OBJECTIVE: Transcribe verbatim the data from the line containing "Expected behaviour: for every instance of the ground" up to and including the final line of the data.

☆ ☆ ☆ ☆ ☆ ☆ ☆

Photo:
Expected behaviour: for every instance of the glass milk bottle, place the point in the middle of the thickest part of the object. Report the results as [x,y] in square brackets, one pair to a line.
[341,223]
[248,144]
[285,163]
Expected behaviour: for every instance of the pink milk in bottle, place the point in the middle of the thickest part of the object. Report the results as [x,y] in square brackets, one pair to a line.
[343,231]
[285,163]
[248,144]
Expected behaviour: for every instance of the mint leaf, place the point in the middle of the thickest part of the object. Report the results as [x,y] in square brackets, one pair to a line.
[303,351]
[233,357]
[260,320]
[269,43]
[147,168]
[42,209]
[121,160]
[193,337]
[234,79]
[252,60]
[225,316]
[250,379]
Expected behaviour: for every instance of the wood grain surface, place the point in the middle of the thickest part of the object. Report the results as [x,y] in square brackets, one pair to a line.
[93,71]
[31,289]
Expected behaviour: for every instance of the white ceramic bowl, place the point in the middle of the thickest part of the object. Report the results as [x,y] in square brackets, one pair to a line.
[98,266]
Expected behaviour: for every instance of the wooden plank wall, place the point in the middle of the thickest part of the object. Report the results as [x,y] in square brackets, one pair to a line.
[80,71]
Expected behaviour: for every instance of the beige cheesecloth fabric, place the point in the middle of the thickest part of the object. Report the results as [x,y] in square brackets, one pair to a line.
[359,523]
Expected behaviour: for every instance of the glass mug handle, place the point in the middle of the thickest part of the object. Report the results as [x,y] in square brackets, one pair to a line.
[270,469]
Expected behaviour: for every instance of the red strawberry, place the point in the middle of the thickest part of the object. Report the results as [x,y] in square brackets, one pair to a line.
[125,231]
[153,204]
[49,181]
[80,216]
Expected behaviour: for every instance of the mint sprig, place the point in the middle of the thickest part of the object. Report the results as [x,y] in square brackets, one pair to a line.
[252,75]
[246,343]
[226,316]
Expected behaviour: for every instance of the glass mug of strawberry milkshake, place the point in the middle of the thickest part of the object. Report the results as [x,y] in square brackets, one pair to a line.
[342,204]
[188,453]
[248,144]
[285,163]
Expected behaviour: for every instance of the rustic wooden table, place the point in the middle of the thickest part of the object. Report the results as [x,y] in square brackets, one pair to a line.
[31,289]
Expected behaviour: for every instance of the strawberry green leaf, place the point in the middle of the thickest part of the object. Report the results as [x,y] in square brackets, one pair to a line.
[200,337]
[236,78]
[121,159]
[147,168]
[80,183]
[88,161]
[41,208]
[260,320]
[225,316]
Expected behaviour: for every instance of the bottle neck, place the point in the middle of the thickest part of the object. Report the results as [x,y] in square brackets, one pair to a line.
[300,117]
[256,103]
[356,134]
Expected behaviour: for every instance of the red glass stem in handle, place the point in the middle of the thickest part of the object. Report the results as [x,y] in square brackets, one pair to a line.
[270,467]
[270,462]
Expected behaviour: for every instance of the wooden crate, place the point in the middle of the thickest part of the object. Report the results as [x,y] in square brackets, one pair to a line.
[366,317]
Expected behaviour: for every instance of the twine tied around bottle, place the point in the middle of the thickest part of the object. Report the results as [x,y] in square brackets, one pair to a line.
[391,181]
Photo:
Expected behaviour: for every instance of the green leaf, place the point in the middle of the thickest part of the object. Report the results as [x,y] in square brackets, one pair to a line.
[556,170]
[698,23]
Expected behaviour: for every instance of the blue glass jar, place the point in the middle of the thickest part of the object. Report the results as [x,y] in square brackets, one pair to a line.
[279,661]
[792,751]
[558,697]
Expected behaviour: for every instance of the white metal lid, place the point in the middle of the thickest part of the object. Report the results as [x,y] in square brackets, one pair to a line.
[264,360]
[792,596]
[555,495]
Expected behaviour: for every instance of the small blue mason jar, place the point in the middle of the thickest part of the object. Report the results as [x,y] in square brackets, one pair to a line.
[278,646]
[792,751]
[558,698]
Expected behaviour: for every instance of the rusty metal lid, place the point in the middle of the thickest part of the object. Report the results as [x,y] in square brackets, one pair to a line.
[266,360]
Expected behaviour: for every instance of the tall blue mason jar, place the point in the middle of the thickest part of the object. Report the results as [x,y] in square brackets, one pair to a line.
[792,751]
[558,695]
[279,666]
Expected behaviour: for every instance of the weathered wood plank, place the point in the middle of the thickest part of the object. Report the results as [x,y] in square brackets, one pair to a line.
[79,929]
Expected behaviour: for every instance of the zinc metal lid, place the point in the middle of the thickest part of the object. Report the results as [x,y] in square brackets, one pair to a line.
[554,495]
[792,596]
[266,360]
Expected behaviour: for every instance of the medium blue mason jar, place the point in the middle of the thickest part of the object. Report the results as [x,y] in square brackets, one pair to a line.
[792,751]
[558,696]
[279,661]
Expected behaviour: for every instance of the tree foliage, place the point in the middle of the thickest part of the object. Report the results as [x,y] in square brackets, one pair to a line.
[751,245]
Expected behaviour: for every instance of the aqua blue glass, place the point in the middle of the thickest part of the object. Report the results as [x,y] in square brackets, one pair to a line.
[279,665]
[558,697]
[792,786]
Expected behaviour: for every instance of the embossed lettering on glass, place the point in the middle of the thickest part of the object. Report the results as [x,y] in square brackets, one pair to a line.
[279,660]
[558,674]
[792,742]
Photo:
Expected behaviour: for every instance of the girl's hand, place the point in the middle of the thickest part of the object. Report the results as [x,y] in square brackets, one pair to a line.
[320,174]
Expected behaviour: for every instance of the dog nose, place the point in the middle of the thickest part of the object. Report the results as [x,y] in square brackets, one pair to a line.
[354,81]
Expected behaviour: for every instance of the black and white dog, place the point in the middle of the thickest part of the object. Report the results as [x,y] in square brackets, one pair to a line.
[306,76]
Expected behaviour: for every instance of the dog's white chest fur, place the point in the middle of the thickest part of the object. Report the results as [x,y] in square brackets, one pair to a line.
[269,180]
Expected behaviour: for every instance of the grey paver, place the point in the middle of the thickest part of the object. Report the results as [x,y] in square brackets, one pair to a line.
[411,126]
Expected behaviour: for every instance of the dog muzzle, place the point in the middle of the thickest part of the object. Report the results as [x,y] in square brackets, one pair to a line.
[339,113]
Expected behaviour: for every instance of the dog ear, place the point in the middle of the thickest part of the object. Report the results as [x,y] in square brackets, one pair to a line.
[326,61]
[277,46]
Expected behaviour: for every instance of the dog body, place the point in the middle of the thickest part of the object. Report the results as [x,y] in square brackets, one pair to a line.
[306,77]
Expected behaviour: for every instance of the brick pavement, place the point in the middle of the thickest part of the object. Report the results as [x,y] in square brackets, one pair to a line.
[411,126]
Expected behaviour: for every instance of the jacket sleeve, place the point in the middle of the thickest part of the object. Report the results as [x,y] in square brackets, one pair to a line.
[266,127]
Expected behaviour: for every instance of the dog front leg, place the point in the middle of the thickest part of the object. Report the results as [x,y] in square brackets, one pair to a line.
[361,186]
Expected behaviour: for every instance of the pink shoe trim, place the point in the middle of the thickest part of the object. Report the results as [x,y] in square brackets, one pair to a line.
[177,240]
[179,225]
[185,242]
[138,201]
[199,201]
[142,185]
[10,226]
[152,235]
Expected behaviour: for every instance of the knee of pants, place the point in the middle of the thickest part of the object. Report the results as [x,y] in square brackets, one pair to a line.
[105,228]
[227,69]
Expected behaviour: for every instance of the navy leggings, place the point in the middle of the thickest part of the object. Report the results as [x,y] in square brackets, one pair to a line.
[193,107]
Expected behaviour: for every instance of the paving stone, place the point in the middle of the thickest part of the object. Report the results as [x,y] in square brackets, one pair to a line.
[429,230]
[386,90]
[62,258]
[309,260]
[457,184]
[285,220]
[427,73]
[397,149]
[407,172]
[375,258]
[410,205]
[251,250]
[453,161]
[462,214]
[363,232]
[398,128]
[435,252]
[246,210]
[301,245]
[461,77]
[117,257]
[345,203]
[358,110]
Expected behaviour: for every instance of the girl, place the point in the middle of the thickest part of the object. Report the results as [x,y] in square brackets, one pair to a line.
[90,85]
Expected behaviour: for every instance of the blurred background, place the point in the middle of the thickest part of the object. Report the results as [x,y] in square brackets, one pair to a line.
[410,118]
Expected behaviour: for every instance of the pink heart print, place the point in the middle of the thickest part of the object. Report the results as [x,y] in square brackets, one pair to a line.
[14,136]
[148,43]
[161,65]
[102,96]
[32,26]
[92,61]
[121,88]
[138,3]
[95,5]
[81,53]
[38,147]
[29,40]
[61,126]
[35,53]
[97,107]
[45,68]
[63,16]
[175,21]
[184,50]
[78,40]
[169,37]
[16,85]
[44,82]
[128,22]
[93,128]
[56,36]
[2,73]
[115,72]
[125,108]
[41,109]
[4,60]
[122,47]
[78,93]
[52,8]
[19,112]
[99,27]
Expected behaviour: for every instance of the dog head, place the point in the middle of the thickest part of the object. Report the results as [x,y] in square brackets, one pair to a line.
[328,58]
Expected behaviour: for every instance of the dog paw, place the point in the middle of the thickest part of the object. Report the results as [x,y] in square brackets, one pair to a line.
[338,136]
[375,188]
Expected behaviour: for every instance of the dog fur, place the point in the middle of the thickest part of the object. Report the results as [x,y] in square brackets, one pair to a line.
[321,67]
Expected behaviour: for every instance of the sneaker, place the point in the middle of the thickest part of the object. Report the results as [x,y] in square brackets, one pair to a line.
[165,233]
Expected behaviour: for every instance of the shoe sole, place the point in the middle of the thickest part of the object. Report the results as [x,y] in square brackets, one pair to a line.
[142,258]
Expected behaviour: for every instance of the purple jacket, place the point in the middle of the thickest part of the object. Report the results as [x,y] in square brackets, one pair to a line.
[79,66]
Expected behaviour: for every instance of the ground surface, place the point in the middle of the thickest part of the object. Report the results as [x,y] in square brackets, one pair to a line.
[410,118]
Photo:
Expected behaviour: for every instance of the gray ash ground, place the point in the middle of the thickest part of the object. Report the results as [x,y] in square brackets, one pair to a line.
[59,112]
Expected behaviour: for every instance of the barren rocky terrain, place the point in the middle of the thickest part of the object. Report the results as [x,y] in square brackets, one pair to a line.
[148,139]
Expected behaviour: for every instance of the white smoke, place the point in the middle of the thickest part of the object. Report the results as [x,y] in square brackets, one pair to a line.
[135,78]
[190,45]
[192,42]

☆ ☆ ☆ ☆ ☆ ☆ ☆

WRITTEN RESPONSE:
Expected behaviour: for every instance of the ground surface, place the point in the middle of the thickest part of the object. Report the results as [x,y] in square brackets, one pair to a line.
[410,118]
Photo:
Expected behaviour: for every instance of the gray ash ground, place the point in the middle of the thickest part of the object. Report the results as [x,y] in square brackets, one pair to a line.
[59,112]
Expected behaviour: for every instance of the barren rocky terrain, place the point in the middle of the thickest part of the object. Report the results as [x,y] in square brackets, one pair to a line.
[148,139]
Expected behaviour: for every instance of the white smoke, place the point in the middle of the thickest part of the object. Report the results as [x,y] in square brackets, one pair to a line.
[135,78]
[190,45]
[192,42]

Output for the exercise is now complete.